=== Data supplied ===

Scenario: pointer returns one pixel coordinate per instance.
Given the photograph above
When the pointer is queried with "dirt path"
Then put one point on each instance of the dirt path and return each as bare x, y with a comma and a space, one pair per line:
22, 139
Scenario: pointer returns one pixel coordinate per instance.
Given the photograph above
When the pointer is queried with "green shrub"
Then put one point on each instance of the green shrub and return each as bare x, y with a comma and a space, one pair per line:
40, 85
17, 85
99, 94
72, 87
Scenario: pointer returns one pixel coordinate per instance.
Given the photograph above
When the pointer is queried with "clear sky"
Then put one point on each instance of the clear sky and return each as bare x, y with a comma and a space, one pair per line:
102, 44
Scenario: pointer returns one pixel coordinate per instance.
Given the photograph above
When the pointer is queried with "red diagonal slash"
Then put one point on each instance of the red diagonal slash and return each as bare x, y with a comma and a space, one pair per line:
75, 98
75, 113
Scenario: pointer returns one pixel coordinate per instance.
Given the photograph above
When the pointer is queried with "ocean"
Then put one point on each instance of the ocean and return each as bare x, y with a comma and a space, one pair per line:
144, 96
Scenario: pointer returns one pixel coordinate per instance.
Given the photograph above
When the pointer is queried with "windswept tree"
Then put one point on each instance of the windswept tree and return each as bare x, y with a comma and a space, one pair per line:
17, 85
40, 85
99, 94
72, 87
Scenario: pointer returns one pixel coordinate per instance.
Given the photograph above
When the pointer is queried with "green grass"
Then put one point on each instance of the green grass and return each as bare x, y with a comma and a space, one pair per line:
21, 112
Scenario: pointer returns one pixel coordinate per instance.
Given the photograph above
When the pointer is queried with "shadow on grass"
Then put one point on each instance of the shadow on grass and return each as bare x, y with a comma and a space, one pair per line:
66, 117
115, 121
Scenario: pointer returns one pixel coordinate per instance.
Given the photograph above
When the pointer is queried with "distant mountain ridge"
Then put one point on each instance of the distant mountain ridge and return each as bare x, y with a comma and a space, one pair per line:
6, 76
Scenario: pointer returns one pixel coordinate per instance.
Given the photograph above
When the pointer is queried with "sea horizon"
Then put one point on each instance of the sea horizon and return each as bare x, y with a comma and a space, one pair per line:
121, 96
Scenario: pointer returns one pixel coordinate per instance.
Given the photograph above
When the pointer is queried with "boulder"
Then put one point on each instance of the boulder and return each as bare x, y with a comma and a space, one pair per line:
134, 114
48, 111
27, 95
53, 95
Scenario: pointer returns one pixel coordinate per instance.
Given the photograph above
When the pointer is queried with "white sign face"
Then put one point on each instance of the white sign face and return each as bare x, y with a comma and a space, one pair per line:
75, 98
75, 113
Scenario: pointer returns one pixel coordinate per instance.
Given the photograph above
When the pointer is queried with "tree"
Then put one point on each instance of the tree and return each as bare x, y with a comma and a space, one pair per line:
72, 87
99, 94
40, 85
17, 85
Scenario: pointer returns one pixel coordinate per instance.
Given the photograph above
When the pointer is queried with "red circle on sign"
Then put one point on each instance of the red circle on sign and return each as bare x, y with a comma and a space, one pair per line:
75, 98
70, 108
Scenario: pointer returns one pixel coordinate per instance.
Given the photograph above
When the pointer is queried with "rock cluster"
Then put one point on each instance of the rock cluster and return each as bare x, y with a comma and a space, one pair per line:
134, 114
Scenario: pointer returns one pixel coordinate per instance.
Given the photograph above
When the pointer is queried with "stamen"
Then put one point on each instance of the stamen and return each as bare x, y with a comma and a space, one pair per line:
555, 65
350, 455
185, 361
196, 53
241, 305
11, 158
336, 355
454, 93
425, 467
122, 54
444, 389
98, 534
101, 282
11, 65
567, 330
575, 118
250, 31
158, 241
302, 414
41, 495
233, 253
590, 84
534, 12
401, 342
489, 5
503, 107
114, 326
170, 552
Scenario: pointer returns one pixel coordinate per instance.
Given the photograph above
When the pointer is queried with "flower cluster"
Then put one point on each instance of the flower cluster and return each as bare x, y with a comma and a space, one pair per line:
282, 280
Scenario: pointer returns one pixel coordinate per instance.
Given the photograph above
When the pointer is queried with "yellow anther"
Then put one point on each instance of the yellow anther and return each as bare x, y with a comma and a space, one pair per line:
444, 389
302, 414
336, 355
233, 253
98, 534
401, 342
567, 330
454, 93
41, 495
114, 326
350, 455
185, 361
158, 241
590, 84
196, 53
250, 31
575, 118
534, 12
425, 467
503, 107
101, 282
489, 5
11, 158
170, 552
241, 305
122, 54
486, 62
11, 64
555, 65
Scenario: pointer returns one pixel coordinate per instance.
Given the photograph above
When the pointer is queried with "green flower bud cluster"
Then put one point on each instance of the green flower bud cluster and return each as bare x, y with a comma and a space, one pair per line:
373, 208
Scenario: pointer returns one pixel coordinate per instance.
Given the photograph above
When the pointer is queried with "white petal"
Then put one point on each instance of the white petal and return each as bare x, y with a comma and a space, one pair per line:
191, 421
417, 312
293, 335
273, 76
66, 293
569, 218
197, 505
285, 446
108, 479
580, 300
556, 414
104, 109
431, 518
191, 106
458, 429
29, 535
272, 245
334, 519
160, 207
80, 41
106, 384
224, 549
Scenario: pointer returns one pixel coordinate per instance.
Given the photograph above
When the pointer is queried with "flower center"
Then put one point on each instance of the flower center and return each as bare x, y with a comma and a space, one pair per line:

===

• **Assignment**: Write out each line above with the word "center".

• **Written answer**:
When the pointer is queried with "flower center"
Then put one point on each instance of the flower center and return each as bare x, y with a comma and a space, one pair per line:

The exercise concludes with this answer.